== DATA SHOWN

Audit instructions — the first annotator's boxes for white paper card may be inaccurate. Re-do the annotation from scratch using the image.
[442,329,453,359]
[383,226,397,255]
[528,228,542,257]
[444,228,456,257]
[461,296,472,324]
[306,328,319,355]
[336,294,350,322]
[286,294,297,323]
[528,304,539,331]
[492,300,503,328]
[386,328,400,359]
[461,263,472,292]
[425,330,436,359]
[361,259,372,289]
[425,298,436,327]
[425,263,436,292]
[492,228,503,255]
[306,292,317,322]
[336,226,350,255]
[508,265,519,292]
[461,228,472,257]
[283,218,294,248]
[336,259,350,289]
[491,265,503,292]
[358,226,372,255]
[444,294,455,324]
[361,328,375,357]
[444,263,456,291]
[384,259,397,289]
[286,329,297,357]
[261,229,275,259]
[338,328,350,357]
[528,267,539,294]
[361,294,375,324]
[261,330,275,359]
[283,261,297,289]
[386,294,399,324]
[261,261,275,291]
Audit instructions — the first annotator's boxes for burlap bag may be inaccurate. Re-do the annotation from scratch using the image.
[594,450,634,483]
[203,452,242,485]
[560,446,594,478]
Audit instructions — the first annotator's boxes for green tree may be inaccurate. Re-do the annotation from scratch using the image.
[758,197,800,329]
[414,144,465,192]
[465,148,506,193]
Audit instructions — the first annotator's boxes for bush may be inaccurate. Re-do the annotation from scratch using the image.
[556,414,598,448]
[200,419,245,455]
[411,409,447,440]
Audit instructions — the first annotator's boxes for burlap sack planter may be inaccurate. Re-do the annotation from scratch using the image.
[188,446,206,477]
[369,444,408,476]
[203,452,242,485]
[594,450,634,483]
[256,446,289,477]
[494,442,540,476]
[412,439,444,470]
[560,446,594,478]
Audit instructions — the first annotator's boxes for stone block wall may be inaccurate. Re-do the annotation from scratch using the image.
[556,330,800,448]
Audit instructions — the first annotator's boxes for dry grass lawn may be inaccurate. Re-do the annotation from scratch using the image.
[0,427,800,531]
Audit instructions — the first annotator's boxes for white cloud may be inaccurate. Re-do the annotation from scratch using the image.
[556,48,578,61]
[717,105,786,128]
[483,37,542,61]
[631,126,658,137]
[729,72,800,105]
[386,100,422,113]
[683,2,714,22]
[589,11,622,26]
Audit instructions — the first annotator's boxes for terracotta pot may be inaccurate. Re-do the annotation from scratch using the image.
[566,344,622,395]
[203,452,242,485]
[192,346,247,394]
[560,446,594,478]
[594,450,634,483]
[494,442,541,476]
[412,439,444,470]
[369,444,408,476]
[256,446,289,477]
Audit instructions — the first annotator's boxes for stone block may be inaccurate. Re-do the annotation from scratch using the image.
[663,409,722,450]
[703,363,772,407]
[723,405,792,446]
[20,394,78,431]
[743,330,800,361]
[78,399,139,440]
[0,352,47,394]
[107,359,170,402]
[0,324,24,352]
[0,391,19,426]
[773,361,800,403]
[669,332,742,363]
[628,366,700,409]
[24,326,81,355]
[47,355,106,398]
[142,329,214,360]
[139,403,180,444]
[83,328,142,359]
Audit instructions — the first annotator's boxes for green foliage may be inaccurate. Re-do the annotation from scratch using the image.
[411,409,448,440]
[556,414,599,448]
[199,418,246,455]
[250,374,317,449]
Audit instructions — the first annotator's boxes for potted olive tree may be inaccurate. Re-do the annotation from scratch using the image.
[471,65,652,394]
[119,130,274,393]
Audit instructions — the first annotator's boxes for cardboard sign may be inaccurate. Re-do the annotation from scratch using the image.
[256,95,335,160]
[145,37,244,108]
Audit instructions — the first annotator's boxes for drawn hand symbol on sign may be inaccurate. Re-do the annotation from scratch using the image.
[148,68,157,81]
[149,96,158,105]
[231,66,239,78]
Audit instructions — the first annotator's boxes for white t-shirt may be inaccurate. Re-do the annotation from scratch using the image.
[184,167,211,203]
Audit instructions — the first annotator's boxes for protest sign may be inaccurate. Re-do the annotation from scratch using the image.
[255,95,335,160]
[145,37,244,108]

====
== DATA SHOWN

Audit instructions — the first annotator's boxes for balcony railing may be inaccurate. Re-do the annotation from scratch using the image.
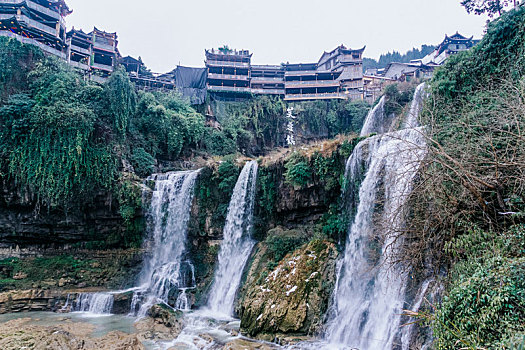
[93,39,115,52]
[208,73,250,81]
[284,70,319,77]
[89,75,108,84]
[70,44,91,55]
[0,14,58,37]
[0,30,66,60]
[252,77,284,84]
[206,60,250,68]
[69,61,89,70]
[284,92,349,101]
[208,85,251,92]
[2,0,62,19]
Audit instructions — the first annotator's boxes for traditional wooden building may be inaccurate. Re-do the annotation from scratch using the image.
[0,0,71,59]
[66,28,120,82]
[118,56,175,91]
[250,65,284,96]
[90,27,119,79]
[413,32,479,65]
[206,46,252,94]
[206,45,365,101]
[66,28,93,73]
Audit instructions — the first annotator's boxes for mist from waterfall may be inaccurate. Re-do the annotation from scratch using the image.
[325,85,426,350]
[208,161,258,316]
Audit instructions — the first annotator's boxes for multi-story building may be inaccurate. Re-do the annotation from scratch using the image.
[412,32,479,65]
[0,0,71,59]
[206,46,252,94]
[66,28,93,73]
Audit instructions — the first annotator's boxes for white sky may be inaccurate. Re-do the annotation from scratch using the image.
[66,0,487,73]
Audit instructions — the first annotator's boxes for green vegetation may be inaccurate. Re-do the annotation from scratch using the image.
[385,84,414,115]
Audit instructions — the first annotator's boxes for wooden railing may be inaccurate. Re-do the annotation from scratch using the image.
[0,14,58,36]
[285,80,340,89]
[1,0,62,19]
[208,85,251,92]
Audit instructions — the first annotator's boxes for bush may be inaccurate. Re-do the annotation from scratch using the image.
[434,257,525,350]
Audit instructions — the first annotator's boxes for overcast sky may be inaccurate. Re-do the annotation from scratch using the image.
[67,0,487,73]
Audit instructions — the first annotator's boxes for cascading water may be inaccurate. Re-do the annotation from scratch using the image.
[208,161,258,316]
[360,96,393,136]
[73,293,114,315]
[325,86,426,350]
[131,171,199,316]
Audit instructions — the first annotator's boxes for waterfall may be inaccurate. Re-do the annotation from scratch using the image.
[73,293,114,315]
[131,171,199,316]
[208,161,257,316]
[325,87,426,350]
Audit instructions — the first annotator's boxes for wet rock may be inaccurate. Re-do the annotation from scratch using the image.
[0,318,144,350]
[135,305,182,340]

====
== DATA SHOWN

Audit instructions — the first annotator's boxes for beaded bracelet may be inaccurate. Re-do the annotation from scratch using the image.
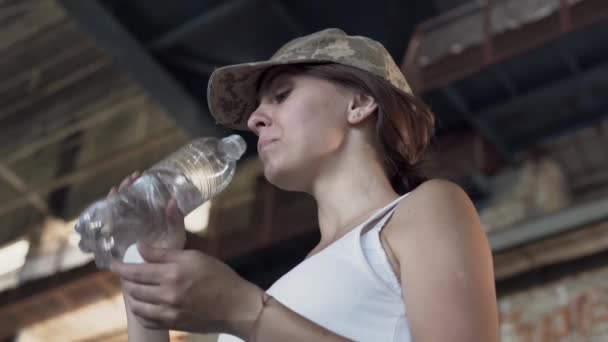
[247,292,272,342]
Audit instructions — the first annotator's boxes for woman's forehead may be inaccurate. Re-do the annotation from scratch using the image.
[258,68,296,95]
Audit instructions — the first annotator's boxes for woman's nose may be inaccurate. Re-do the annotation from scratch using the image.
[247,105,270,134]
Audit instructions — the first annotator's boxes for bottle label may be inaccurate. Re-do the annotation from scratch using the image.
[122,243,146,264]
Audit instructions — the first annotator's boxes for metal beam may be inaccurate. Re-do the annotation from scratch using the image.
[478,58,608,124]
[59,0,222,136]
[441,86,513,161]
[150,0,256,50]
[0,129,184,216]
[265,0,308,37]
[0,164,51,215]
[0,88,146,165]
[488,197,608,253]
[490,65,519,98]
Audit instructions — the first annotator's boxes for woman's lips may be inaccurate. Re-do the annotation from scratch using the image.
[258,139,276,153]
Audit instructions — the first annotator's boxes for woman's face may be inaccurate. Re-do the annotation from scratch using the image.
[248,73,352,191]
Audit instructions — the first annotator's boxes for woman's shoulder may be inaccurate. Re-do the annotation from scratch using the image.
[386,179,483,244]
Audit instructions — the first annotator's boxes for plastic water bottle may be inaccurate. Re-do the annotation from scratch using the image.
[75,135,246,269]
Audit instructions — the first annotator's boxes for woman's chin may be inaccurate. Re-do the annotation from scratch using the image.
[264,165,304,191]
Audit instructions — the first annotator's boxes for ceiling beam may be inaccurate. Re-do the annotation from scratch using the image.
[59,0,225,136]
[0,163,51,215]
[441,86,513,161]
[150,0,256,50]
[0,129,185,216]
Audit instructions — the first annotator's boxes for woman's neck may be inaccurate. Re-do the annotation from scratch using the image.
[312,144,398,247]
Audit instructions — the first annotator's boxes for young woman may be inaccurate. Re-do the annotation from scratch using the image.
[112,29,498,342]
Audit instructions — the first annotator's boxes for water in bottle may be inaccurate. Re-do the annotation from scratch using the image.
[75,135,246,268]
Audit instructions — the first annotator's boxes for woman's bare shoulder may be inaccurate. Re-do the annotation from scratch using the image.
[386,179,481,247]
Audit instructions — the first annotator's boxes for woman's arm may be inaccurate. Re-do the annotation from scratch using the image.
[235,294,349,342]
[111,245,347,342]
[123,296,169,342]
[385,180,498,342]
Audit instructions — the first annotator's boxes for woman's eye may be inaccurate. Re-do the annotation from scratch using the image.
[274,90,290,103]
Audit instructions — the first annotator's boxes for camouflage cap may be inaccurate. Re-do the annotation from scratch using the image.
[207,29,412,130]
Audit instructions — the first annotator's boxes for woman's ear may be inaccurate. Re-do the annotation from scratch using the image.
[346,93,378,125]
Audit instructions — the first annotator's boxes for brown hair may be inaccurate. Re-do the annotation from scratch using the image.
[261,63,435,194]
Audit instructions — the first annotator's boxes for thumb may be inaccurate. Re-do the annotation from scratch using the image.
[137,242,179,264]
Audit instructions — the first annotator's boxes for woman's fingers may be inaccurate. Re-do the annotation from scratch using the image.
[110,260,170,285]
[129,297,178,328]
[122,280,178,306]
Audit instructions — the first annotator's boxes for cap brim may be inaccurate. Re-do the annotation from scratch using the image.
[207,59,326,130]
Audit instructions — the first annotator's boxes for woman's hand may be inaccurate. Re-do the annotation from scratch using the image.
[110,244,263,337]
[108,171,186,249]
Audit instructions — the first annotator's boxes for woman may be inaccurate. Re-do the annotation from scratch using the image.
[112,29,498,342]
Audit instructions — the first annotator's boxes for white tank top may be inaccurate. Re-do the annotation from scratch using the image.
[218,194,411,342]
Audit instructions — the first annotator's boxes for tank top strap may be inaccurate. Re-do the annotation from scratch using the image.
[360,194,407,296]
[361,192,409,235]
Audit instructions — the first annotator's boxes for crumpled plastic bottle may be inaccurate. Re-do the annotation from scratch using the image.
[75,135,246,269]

====

Put the material's lines into a JSON list of strings, one string per line and blank lines omitted, starting with the line that contains "Audit instructions — the first annotator's boxes for thumb" and continuing through the line that contains "[122,280,178,306]", both included.

▶ [RESULT FOR THIS EXERCISE]:
[
  "Audit instructions — the first annotator's boxes for thumb may be inaccurate. Re-do the annotation from scratch using the image.",
  "[137,242,179,264]",
  "Audit instructions — the first annotator's boxes for woman's fingers may be inaccurate. Re-do the annotation from scratch using the image.",
  "[110,260,170,285]",
  "[129,297,178,328]",
  "[122,280,178,306]"
]